* Activity:
Please repeat the records word for word and skip the pictures.

* Photo-based referring expression data:
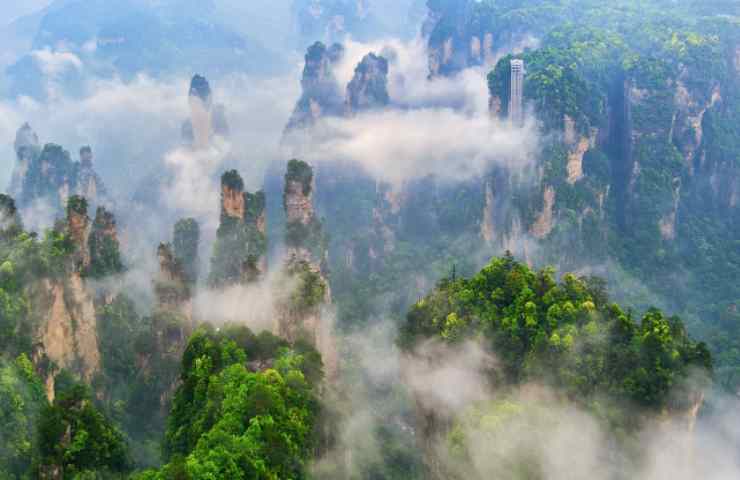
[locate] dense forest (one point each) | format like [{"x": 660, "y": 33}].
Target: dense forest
[{"x": 408, "y": 283}]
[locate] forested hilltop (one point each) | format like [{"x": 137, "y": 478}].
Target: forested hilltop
[{"x": 440, "y": 267}]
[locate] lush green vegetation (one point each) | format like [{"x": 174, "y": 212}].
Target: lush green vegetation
[
  {"x": 77, "y": 440},
  {"x": 566, "y": 333},
  {"x": 241, "y": 243},
  {"x": 246, "y": 408},
  {"x": 22, "y": 399},
  {"x": 105, "y": 254}
]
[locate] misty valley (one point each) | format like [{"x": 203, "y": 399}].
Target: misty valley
[{"x": 370, "y": 239}]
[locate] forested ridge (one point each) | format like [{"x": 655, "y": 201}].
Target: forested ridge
[{"x": 562, "y": 304}]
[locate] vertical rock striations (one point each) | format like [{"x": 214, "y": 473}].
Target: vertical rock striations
[
  {"x": 89, "y": 184},
  {"x": 321, "y": 93},
  {"x": 301, "y": 312},
  {"x": 27, "y": 148},
  {"x": 178, "y": 269},
  {"x": 241, "y": 245},
  {"x": 206, "y": 118},
  {"x": 10, "y": 219},
  {"x": 368, "y": 89},
  {"x": 46, "y": 178}
]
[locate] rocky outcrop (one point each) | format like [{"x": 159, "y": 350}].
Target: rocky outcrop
[
  {"x": 577, "y": 145},
  {"x": 488, "y": 231},
  {"x": 49, "y": 177},
  {"x": 543, "y": 226},
  {"x": 321, "y": 93},
  {"x": 332, "y": 20},
  {"x": 27, "y": 147},
  {"x": 241, "y": 240},
  {"x": 10, "y": 219},
  {"x": 206, "y": 118},
  {"x": 171, "y": 285},
  {"x": 78, "y": 230},
  {"x": 302, "y": 302},
  {"x": 177, "y": 275},
  {"x": 458, "y": 39},
  {"x": 68, "y": 332},
  {"x": 368, "y": 89},
  {"x": 89, "y": 184},
  {"x": 64, "y": 306},
  {"x": 687, "y": 131},
  {"x": 304, "y": 236},
  {"x": 103, "y": 245}
]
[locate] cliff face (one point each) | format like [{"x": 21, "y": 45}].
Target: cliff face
[
  {"x": 301, "y": 306},
  {"x": 207, "y": 119},
  {"x": 369, "y": 86},
  {"x": 64, "y": 307},
  {"x": 27, "y": 147},
  {"x": 321, "y": 93},
  {"x": 50, "y": 176},
  {"x": 332, "y": 20},
  {"x": 241, "y": 243},
  {"x": 456, "y": 40},
  {"x": 172, "y": 288}
]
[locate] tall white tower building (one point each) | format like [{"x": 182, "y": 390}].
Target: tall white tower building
[{"x": 516, "y": 99}]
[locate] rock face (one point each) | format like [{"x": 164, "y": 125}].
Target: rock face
[
  {"x": 577, "y": 145},
  {"x": 177, "y": 276},
  {"x": 369, "y": 87},
  {"x": 206, "y": 118},
  {"x": 49, "y": 175},
  {"x": 105, "y": 256},
  {"x": 543, "y": 226},
  {"x": 171, "y": 285},
  {"x": 89, "y": 184},
  {"x": 301, "y": 306},
  {"x": 455, "y": 41},
  {"x": 332, "y": 20},
  {"x": 304, "y": 235},
  {"x": 65, "y": 306},
  {"x": 241, "y": 243},
  {"x": 27, "y": 148},
  {"x": 10, "y": 220},
  {"x": 321, "y": 93},
  {"x": 78, "y": 230}
]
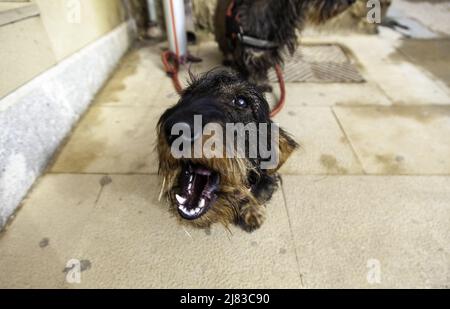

* Answer:
[locate] dense forest (one point each) | format like [{"x": 660, "y": 33}].
Target: dense forest
[{"x": 408, "y": 283}]
[locate] forested hilltop (one point each) | format like [{"x": 137, "y": 478}].
Target: forested hilltop
[{"x": 440, "y": 267}]
[locate] lush green vegetation (one point each) | format like [{"x": 174, "y": 212}].
Target: lush green vegetation
[
  {"x": 77, "y": 440},
  {"x": 566, "y": 333},
  {"x": 241, "y": 243},
  {"x": 246, "y": 408},
  {"x": 22, "y": 399},
  {"x": 105, "y": 254}
]
[locate] misty valley (one point each) | format like [{"x": 203, "y": 399}].
Target: misty valley
[{"x": 370, "y": 239}]
[locate] forested ridge (one point each) | format like [{"x": 655, "y": 201}].
Target: forested ridge
[{"x": 562, "y": 304}]
[locate] vertical rock striations (one point each) | format like [{"x": 214, "y": 473}].
Target: vertical rock striations
[
  {"x": 89, "y": 184},
  {"x": 321, "y": 93},
  {"x": 301, "y": 312},
  {"x": 27, "y": 148},
  {"x": 178, "y": 269},
  {"x": 241, "y": 245},
  {"x": 206, "y": 118},
  {"x": 10, "y": 219},
  {"x": 368, "y": 89},
  {"x": 46, "y": 178}
]
[locate] rocky outcrop (one point each) | format like [{"x": 159, "y": 350}].
Target: rocky outcrop
[
  {"x": 577, "y": 145},
  {"x": 488, "y": 231},
  {"x": 49, "y": 177},
  {"x": 543, "y": 226},
  {"x": 321, "y": 93},
  {"x": 332, "y": 20},
  {"x": 27, "y": 147},
  {"x": 241, "y": 240},
  {"x": 10, "y": 219},
  {"x": 206, "y": 118},
  {"x": 171, "y": 285},
  {"x": 78, "y": 230},
  {"x": 302, "y": 302},
  {"x": 177, "y": 275},
  {"x": 458, "y": 39},
  {"x": 68, "y": 332},
  {"x": 368, "y": 89},
  {"x": 89, "y": 184},
  {"x": 64, "y": 306},
  {"x": 687, "y": 131},
  {"x": 304, "y": 236},
  {"x": 103, "y": 245}
]
[locate] cliff face (one point each) | format like [{"x": 21, "y": 45}].
Target: cliff face
[
  {"x": 301, "y": 306},
  {"x": 207, "y": 119},
  {"x": 369, "y": 86},
  {"x": 64, "y": 307},
  {"x": 27, "y": 147},
  {"x": 321, "y": 93},
  {"x": 50, "y": 176},
  {"x": 332, "y": 20},
  {"x": 241, "y": 243},
  {"x": 456, "y": 40},
  {"x": 172, "y": 288}
]
[locate] tall white tower building (one point each) | format like [{"x": 182, "y": 390}].
Target: tall white tower building
[{"x": 516, "y": 99}]
[locate] rock face (one point each) | format like [{"x": 164, "y": 125}].
Target: rock face
[
  {"x": 577, "y": 145},
  {"x": 177, "y": 276},
  {"x": 369, "y": 87},
  {"x": 206, "y": 118},
  {"x": 49, "y": 175},
  {"x": 105, "y": 256},
  {"x": 543, "y": 226},
  {"x": 171, "y": 285},
  {"x": 89, "y": 184},
  {"x": 301, "y": 306},
  {"x": 455, "y": 41},
  {"x": 332, "y": 20},
  {"x": 304, "y": 235},
  {"x": 65, "y": 306},
  {"x": 241, "y": 243},
  {"x": 27, "y": 148},
  {"x": 10, "y": 220},
  {"x": 321, "y": 93},
  {"x": 78, "y": 230}
]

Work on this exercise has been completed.